» Set exercise
Lay out the data below as a JSON list of strings, one string per line, from the line containing "Field-scouting request: tag every instance of the dried seed" through the end of the data, both included, with blank lines left out. Leave the pictures out.

» Extracted data
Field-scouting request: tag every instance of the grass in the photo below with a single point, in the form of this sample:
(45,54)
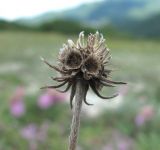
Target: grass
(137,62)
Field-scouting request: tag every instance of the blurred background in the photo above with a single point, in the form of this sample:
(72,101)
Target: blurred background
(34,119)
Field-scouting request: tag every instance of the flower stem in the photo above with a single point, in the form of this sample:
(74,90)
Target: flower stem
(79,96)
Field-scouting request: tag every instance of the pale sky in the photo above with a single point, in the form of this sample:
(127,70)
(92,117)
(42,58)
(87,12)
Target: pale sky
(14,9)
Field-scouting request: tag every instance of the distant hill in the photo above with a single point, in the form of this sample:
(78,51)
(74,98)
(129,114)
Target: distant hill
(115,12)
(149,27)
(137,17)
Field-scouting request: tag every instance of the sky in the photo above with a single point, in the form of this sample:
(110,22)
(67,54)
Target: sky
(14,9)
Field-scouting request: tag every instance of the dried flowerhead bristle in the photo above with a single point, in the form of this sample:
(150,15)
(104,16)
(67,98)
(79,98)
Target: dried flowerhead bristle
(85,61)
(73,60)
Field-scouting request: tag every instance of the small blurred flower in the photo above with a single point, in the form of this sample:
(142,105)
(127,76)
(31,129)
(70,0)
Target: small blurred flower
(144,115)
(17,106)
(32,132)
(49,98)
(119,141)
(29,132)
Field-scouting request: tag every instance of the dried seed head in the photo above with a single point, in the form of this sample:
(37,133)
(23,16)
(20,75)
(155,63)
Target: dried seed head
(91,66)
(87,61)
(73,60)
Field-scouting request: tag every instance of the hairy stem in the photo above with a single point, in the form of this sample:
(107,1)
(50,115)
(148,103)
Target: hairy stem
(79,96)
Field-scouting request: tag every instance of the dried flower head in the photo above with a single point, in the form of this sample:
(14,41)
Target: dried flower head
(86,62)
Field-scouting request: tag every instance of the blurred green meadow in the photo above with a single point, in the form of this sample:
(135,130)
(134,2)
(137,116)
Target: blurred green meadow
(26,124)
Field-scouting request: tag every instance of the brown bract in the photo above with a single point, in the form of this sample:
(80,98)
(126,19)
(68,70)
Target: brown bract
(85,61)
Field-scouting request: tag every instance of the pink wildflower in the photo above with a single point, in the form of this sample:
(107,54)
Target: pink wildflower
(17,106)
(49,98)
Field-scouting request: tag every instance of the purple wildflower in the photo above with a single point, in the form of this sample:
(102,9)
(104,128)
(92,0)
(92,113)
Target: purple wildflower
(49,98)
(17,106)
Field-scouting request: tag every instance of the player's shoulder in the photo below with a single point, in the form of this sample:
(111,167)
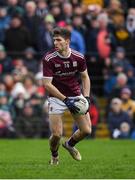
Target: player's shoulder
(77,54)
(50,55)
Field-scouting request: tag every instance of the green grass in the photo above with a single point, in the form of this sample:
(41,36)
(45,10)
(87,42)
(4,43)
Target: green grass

» Complete response
[
  "Field-scouting request: tag every instance of the dried seed head in the photo above with a single point, in the form of this sample:",
  "(37,133)",
  "(23,16)",
  "(20,75)",
  "(155,63)",
  "Target: dried seed head",
  "(91,66)",
  "(87,61)",
  "(73,60)",
  "Field-scouting request: tag every instance of the hairy stem in the photo above with a single point, in the form of this sample:",
  "(107,1)",
  "(50,115)",
  "(148,103)",
  "Target: hairy stem",
  "(79,96)",
  "Field-scouting request: tag every instance of the dried flower head in the photo above with a single point, in the form of this sample:",
  "(14,41)",
  "Target: dried flower head",
  "(86,62)",
  "Field-scouting request: tag every instance of the blurred green meadow in the photo above with a single point, in the form of this sample:",
  "(135,130)",
  "(134,2)",
  "(137,116)",
  "Target: blurred green meadow",
  "(26,124)",
  "Field-scouting request: tag every instance of the brown bract in the photo above with a single point, in the form of this sample:",
  "(80,98)",
  "(126,19)",
  "(68,70)",
  "Target: brown bract",
  "(85,61)",
  "Field-scouting request: tag every instance of the pink wildflower in the photo above with a single point, in the form of this sample:",
  "(107,54)",
  "Target: pink wildflower",
  "(17,106)",
  "(49,98)",
  "Field-scouting request: tag every instance of the purple wildflower in the photo above with a single point, in the form of this sample:",
  "(102,9)",
  "(104,128)",
  "(92,0)",
  "(92,113)",
  "Target: purple wildflower",
  "(49,98)",
  "(17,106)",
  "Field-scouting request: tag every instance of the player's shoulder in the photo below with a single point, in the form of this sample:",
  "(111,167)",
  "Target: player's shoulder",
  "(77,54)",
  "(50,55)",
  "Field-scouting request: tag every instance of the green grass in the photo above with a single point, in the form of this sample:",
  "(41,36)",
  "(45,10)",
  "(87,42)",
  "(4,43)",
  "Target: green grass"
]